Problem requirements: Reproduce the following items line for line, with no changes.

Data:
══════════

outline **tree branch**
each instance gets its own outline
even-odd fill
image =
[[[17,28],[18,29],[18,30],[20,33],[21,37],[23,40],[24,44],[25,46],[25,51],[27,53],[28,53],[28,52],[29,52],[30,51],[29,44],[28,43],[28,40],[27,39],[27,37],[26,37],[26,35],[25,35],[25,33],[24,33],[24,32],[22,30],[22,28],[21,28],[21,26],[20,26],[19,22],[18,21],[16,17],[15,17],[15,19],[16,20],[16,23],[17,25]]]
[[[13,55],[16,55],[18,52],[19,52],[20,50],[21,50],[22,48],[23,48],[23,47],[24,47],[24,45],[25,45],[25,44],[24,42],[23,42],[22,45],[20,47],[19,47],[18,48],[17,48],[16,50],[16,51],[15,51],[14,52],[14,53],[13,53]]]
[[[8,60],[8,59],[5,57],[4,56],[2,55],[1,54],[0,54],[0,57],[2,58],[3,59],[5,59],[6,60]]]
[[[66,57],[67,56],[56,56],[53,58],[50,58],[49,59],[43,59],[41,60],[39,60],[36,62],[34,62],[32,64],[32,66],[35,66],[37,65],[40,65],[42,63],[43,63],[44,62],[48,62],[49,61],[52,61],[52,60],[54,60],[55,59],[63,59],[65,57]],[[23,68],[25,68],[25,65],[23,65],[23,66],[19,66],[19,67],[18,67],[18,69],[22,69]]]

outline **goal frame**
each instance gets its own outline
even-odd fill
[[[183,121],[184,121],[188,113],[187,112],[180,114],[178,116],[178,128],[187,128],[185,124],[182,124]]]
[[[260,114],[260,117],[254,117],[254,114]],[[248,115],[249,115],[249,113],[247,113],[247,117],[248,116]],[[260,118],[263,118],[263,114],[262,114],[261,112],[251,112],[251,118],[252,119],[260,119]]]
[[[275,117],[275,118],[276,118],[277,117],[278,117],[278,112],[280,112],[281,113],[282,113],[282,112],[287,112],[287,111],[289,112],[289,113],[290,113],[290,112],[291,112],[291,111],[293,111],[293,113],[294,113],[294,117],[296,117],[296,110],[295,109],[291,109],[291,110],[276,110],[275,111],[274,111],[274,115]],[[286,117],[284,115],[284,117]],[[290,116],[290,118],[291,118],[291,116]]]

══════════

Worked solution:
outline **tree branch**
each instance gets its own outline
even-odd fill
image =
[[[17,28],[18,29],[18,30],[20,33],[21,37],[23,40],[24,44],[25,46],[25,51],[27,53],[28,53],[28,52],[29,52],[30,51],[29,44],[28,43],[28,40],[27,39],[27,37],[26,37],[26,35],[25,35],[25,33],[24,33],[24,32],[22,30],[22,28],[21,28],[21,26],[20,26],[19,22],[18,21],[16,17],[15,17],[15,19],[16,20],[16,23],[17,25]]]
[[[13,55],[16,55],[18,52],[19,52],[20,50],[21,50],[22,48],[23,48],[23,47],[24,47],[24,45],[25,45],[25,44],[24,42],[23,42],[22,45],[20,47],[19,47],[18,48],[17,48],[16,50],[16,51],[15,51],[14,52],[14,53],[13,53]]]
[[[8,60],[8,59],[5,57],[4,56],[2,55],[1,54],[0,54],[0,57],[2,58],[3,59],[5,59],[6,60]]]
[[[66,57],[67,56],[56,56],[53,58],[50,58],[49,59],[43,59],[41,60],[39,60],[36,62],[34,62],[32,64],[32,66],[35,66],[37,65],[40,65],[42,63],[43,63],[44,62],[48,62],[49,61],[52,61],[52,60],[54,60],[55,59],[63,59],[65,57]],[[23,68],[25,68],[25,65],[23,65],[23,66],[19,66],[19,67],[18,67],[18,69],[22,69]]]

outline **goal frame**
each instance gets its own outline
even-odd fill
[[[183,121],[184,121],[188,113],[187,112],[180,114],[178,116],[178,128],[187,128],[185,124],[182,124]]]
[[[260,114],[260,117],[254,117],[254,114]],[[248,115],[249,115],[249,113],[247,113],[247,117],[248,116]],[[260,118],[263,118],[263,114],[262,114],[261,112],[251,112],[251,118],[252,119],[260,119]]]
[[[275,117],[275,118],[276,118],[277,117],[278,117],[278,112],[280,112],[281,113],[282,113],[282,112],[287,112],[287,111],[289,112],[289,113],[290,113],[290,112],[291,112],[291,111],[293,111],[293,113],[294,113],[294,117],[296,117],[296,110],[295,109],[291,109],[291,110],[276,110],[275,111],[274,111],[274,115]],[[286,117],[284,115],[284,117]],[[290,116],[290,118],[291,118],[291,116]]]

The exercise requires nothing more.